— Begin Supplied information —

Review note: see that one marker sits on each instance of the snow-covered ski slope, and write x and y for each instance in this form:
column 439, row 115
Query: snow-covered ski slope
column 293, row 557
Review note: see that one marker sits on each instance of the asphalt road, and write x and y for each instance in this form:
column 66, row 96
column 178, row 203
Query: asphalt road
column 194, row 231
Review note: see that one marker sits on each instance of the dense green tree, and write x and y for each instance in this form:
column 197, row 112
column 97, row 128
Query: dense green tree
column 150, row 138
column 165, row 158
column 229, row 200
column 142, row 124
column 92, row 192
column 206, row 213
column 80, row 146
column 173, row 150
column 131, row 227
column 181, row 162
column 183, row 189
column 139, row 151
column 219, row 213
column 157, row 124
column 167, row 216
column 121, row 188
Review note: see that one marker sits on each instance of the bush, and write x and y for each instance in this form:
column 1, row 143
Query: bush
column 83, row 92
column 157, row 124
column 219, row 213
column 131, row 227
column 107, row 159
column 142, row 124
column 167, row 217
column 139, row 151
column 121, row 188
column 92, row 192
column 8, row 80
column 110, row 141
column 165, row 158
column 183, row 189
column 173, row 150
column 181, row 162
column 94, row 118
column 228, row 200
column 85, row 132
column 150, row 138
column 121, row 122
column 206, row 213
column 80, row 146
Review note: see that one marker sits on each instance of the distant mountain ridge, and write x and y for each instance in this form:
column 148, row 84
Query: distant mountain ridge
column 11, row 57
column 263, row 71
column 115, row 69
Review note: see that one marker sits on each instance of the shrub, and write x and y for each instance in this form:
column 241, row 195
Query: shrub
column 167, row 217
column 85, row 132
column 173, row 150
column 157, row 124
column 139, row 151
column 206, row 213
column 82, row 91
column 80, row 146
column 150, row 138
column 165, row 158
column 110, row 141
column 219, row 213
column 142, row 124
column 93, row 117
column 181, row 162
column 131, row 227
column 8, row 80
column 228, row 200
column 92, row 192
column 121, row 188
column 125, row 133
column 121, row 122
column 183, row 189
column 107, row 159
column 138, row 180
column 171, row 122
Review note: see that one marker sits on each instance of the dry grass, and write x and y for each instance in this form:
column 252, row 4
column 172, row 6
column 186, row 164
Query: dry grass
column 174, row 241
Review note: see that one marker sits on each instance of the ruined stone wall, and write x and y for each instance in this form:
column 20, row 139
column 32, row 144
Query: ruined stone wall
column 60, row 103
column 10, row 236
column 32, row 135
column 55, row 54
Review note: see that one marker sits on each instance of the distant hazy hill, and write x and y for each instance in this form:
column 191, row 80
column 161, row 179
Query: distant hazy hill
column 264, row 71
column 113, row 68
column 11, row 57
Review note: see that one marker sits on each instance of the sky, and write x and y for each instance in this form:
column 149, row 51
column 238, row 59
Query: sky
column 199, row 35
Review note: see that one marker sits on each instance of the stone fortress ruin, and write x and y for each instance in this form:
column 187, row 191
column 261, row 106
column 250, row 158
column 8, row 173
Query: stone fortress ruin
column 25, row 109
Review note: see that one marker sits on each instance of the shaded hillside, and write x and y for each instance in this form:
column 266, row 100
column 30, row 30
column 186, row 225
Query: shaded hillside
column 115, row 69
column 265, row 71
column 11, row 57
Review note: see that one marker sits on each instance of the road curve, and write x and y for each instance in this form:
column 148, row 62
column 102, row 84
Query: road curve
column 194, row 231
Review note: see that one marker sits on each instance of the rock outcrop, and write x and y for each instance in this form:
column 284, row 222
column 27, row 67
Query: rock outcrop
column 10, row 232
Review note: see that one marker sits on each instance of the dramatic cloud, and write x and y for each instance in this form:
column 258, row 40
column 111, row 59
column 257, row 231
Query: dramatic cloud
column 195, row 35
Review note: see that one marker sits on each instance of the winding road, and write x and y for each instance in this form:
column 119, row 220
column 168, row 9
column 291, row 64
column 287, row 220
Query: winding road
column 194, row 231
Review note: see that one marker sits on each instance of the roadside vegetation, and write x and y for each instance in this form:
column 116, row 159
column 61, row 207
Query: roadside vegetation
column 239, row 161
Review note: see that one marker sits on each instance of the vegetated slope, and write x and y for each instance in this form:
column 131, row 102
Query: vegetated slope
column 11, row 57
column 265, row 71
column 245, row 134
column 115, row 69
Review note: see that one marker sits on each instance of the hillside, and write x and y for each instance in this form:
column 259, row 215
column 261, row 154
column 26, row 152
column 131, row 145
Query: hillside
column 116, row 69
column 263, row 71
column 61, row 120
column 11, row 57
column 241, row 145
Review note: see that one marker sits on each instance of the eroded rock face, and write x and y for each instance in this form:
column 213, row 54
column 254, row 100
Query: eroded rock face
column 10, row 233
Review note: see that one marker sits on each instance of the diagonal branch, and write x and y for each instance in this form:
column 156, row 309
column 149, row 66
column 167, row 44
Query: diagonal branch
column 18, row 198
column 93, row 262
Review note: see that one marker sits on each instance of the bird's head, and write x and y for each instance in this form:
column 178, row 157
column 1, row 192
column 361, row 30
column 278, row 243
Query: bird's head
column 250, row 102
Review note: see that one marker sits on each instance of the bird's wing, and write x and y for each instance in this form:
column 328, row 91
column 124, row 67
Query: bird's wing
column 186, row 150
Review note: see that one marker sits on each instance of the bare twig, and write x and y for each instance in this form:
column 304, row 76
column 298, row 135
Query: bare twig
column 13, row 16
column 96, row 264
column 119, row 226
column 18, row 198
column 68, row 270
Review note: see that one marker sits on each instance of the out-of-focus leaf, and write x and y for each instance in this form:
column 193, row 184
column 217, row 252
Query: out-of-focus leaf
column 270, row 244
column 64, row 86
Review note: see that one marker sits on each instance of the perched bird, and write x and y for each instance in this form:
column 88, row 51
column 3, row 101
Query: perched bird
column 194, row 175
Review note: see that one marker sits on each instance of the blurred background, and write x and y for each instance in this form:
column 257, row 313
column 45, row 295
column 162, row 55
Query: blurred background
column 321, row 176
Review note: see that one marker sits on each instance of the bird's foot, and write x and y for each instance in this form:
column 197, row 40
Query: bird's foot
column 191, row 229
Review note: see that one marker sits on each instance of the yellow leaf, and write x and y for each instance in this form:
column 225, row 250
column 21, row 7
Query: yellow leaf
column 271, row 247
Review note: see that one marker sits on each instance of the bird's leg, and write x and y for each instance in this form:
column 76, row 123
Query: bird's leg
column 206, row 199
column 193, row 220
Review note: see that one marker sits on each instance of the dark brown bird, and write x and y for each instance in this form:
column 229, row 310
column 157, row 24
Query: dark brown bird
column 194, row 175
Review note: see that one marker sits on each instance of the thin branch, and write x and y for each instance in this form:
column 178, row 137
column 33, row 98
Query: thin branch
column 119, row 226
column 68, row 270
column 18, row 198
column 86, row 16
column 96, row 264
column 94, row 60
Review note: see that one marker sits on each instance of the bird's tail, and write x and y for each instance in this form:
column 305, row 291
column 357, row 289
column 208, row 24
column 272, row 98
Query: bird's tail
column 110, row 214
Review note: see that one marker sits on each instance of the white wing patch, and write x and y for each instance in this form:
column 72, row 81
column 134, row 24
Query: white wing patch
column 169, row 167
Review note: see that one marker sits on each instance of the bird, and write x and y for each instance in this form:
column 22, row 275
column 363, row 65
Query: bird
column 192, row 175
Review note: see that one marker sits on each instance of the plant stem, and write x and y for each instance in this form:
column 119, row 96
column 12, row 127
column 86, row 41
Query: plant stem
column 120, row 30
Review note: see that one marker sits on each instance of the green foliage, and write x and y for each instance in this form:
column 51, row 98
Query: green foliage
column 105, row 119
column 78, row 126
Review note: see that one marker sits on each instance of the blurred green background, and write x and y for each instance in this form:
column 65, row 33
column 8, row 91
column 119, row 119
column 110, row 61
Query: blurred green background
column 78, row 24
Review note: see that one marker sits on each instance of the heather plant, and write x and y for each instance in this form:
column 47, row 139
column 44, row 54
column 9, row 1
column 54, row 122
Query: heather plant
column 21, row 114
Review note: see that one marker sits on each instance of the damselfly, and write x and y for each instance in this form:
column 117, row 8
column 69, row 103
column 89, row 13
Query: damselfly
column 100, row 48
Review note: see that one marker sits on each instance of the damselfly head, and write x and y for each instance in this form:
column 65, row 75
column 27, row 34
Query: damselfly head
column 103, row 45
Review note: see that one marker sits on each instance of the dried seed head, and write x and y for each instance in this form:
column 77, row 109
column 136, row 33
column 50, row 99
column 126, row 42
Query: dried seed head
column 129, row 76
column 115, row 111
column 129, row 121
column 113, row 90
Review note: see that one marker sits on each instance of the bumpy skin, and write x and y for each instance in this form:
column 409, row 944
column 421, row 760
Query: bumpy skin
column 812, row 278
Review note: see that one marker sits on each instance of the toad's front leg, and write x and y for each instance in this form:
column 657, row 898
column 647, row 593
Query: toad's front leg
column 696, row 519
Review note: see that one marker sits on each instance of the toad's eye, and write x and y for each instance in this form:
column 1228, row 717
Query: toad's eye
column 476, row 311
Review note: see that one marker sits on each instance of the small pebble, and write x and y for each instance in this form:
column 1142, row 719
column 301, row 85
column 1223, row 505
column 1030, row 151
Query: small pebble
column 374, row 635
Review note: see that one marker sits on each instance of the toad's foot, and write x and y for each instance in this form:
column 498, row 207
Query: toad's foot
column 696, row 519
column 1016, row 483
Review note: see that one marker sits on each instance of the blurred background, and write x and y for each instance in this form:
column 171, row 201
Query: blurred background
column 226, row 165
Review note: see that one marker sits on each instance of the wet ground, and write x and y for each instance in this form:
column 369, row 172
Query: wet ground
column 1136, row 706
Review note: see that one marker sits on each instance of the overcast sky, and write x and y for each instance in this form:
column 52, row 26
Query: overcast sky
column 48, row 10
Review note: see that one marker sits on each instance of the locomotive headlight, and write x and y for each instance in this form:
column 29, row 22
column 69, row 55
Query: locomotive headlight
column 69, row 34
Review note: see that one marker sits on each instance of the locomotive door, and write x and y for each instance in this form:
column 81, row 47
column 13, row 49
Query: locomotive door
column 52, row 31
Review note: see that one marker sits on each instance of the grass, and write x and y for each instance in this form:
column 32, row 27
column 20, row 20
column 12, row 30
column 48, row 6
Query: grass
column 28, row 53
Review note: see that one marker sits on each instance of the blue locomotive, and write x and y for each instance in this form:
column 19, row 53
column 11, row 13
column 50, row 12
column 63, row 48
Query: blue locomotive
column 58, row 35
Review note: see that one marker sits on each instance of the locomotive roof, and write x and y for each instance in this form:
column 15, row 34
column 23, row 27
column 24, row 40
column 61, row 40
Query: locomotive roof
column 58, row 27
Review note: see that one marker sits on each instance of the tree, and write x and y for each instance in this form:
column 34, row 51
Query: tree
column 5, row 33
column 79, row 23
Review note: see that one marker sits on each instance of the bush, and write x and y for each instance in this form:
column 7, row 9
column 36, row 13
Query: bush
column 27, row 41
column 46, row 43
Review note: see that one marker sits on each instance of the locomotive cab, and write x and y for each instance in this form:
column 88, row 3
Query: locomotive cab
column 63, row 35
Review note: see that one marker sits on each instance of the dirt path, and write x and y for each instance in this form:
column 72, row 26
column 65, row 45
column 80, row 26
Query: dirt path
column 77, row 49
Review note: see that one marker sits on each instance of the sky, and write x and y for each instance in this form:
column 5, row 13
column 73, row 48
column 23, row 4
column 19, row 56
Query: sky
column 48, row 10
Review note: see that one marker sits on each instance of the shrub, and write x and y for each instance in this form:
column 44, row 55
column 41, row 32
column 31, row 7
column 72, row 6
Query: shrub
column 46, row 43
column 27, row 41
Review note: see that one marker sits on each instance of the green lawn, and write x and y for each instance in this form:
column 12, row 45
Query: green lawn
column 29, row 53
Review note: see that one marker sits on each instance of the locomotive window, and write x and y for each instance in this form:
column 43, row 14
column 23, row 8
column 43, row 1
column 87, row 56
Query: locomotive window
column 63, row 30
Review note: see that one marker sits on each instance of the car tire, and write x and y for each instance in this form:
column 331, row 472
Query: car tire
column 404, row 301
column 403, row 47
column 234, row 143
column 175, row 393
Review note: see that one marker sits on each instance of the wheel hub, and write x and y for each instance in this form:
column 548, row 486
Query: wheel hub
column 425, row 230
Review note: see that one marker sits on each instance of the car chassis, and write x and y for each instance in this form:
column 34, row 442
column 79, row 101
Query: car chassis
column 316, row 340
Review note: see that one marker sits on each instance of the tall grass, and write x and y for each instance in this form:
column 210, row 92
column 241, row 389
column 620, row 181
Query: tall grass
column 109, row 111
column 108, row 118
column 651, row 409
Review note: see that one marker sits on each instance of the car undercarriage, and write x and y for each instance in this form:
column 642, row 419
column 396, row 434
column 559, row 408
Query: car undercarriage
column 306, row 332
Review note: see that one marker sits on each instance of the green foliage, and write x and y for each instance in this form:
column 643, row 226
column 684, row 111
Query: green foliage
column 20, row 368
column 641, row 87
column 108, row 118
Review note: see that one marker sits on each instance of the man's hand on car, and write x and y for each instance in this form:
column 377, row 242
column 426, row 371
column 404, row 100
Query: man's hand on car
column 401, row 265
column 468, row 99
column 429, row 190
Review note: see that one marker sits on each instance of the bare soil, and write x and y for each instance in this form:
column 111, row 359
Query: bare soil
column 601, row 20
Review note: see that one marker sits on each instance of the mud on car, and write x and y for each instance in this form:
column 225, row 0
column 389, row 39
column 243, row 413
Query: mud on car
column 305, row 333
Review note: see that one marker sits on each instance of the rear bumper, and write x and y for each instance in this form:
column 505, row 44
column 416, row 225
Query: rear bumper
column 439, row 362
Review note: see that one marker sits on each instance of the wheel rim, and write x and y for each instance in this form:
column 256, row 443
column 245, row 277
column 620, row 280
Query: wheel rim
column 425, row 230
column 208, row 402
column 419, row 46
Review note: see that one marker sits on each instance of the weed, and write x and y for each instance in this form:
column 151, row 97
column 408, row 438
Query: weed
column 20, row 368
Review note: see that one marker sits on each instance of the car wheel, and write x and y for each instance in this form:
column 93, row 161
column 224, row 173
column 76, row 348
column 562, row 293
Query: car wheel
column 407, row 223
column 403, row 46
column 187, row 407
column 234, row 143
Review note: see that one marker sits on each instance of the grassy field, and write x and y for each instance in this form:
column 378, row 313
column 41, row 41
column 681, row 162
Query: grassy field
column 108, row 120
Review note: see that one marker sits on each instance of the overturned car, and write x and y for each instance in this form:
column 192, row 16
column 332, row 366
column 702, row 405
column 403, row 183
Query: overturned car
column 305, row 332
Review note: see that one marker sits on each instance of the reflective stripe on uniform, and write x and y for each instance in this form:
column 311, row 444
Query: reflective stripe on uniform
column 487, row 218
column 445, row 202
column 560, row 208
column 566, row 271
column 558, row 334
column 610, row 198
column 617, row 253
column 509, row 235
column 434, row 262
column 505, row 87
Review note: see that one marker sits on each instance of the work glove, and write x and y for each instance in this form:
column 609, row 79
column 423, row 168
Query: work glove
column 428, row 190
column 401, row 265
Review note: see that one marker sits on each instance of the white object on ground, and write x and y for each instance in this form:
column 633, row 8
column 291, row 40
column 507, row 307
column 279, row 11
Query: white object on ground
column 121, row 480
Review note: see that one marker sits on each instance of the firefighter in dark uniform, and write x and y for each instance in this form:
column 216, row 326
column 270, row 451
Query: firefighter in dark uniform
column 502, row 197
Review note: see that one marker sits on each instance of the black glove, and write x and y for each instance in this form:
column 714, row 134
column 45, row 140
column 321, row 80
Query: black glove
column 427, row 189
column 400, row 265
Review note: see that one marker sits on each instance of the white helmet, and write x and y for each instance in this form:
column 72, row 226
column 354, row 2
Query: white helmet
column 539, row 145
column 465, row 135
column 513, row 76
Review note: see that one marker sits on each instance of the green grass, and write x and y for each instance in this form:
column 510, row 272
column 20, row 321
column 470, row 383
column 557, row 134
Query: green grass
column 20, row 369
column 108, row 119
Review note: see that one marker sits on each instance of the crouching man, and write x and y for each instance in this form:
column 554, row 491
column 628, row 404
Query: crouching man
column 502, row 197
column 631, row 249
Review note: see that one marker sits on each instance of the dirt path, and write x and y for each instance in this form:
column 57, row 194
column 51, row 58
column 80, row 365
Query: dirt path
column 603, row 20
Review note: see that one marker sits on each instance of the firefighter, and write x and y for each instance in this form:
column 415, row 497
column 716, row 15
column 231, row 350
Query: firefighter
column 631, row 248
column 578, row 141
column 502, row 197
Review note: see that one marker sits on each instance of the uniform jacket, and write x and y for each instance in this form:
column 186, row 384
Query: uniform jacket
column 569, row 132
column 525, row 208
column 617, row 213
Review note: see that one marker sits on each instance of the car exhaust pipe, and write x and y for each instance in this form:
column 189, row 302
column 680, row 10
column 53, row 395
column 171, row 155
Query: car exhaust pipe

— End Supplied information —

▸ **What needs to be done**
Convert the lines between the one holding "locomotive door, and" and the one holding "column 28, row 53", inclusive, into a JSON list of strings with one string per line, omitting any blank lines.

▸ **Solution**
[
  "Review note: see that one marker sits on each instance of the locomotive door, and write x and y for each instance in this form:",
  "column 81, row 47",
  "column 13, row 49",
  "Query: locomotive door",
  "column 52, row 31",
  "Review note: see that one marker sits on each instance of the grass, and write x and y for each instance in this form:",
  "column 32, row 27",
  "column 20, row 20",
  "column 12, row 30",
  "column 48, row 6",
  "Query: grass",
  "column 28, row 53"
]